# Given instruction 1:
According to the synchronization post, up to how many computers need to run the address book application?
# Given instruction 2:
Copy the synchronization post from "Any person can" to "100M Ethernet :-)".

>> BEGIN Given passage

Synchronization puzzle.
Alex Tweedly
alex at tweedly.net
Fri Jan 21 18:52:34 EST 2005
[ slightly OT - this is a "design / algorithm" question rather than a
Rev/xtalk one, really ]
[and it's a long, rambling email - so feel free to skip it]
I am in the process of writing my own Address Book application.
That may sound like an odd thing to do :
aren't there already hundreds of programs to do that already ?
isn't there an address book built into the OS and/or major apps ?
can't you get everything from freeware to professional apps to do that ?
what's wrong with the software that came with your Palm Pilot (or
PDA, or Pocket PC, or ....)
why re-invent the wheel ?
The reason that none of them quite satisfies my needs is simple - I want
a shared address book, between myself, my wife and various other family
members. There need to be up to 8 different computers running this
application - all of them on a network, but never all on the same
network. There are two separate home networks, plus maybe a server on a
web-site somewhere so I can use it from anywhere with an Internet
connection; the 3 laptops will intermittently appear on one or other
network.
Any person can make updates to the address book, and I want a simple way
to synchronize those changes on to the other instances of the app. What
I've been doing until recently was using the Palm Desktop software that
came with my Palm Pilot on each machine; periodically I would sync the
Palm Desktop to my Palm Pilot, then re-connect the Pilot to another
machine and sync there, then to another, then ..... which all worked
OK, though it's a bit of a drag connecting the Pilot to the serial port
of each machine in turn. And it just seems crazy when they're connected
together by 100M Ethernet :-)
But now the two newest machines don't have a traditional serial port,
only USBs. So I have the choice of spending £29.95 for a cable or tens
(hundreds) of hours writing software - no competition :-)
I looked at using the Palm database, and simply (??) writing an app to
sync databases - but the combination of incomplete documentation on the
format (not to mention its complexity) and concern that I might conflict
with Palm's synchronization technique has put me off that. I should
mention that I never (or very, very rarely) actually use the Palm Pilot
for anything other than this synch'ing effort. The Palm Pilot is almost
never carried around; it has, for me, been squeezed out of its niche by
my laptop one one side and my cell phone with its 100+ phone numbers and
storage for many SMS messages on the other. (I sometime text myself an
address or directions if I think I'm likely to need it and won't be
taking the laptop - or occasionally even use pen+paper !!)
What I'm looking for, then, is a method to do "peer-to-peer"
synchronization between an undefined number of instances of the address
database. I've got a design, I've thought it through as much as I can,
I've done "dry-run"s on paper to check it works, I've implemented it and
tested it - but I'm still concerned that I've missed something, and that
it will fail in some circumstances.
Here's the relevant section of my "design document" (i.e. transcription
of the scribbling on the back of an envelope); I'd be very grateful for
any comments, corrections, etc. On the other hand, if there is some
standard technique or algorithm for doing this, and I just didn't know
about it (and couldn't find it in a Google search), then a pointer to a
good description would be also very useful.
---------------------------
Synchronization.

>> END Given passage
>> BEGIN Data records

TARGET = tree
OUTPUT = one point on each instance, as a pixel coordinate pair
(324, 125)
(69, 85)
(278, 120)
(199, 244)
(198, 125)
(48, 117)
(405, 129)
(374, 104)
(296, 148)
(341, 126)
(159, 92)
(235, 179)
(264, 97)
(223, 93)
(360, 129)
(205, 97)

>> END Data records

# Result 1:
Up to 8 computers.

# Result 2:
Any person can make updates to the address book, and I want a simple way
to synchronize those changes on to the other instances of the app. What
I've been doing until recently was using the Palm Desktop software that
came with my Palm Pilot on each machine; periodically I would sync the
Palm Desktop to my Palm Pilot, then re-connect the Pilot to another
machine and sync there, then to another, then ..... which all worked
OK, though it's a bit of a drag connecting the Pilot to the serial port
of each machine in turn. And it just seems crazy when they're connected
together by 100M Ethernet :-)